• Task instructions: Give back the line containing "the red tiled" along with every line after it, exactly, until the entries end.

• Available data:
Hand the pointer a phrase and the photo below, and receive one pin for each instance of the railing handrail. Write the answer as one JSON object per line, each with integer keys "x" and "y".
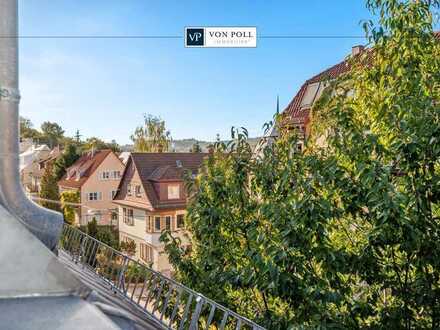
{"x": 198, "y": 297}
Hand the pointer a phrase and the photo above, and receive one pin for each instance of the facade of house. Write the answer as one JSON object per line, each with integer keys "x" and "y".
{"x": 30, "y": 170}
{"x": 96, "y": 176}
{"x": 151, "y": 198}
{"x": 297, "y": 115}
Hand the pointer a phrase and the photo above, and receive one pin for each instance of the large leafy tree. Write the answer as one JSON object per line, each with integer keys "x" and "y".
{"x": 69, "y": 156}
{"x": 49, "y": 189}
{"x": 52, "y": 132}
{"x": 27, "y": 129}
{"x": 346, "y": 234}
{"x": 152, "y": 136}
{"x": 68, "y": 201}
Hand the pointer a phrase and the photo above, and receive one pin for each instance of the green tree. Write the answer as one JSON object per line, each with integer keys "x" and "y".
{"x": 77, "y": 137}
{"x": 27, "y": 129}
{"x": 92, "y": 228}
{"x": 152, "y": 136}
{"x": 346, "y": 234}
{"x": 52, "y": 133}
{"x": 96, "y": 144}
{"x": 128, "y": 247}
{"x": 49, "y": 188}
{"x": 68, "y": 198}
{"x": 196, "y": 147}
{"x": 67, "y": 159}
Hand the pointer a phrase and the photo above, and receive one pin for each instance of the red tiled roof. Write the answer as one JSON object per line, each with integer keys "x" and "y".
{"x": 160, "y": 167}
{"x": 294, "y": 114}
{"x": 86, "y": 165}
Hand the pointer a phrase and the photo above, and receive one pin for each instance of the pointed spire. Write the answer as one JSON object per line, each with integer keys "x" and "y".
{"x": 278, "y": 104}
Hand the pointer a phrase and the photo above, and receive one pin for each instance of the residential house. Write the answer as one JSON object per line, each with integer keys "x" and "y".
{"x": 95, "y": 175}
{"x": 151, "y": 198}
{"x": 297, "y": 115}
{"x": 30, "y": 171}
{"x": 54, "y": 154}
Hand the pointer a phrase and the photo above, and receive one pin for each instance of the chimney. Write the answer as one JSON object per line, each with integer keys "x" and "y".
{"x": 355, "y": 50}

• Task solution:
Hand the pointer a phrase and the photo above, and receive one pin for each instance of the red tiled roof. Write the answer as one JSON object per line, each with integer keys "x" and "y".
{"x": 160, "y": 167}
{"x": 294, "y": 114}
{"x": 86, "y": 165}
Hand the pointer a phrase and the photo above, and receive one pin for each instance of the pointed spire. Write the answer as one JSON object per line, each with integer keys "x" and "y".
{"x": 278, "y": 104}
Hand the pointer a phrase and the photo above, and receive one pin for each instance of the residential house. Write the answer as one JSON object per line, each with integer keys "x" and "y".
{"x": 95, "y": 175}
{"x": 151, "y": 198}
{"x": 297, "y": 115}
{"x": 30, "y": 171}
{"x": 54, "y": 154}
Hand the pointer a phrase and the photo above, and receive one pin for each instance of the chimney. Write the answer as one JSON object per line, each with integer keys "x" and "y".
{"x": 355, "y": 50}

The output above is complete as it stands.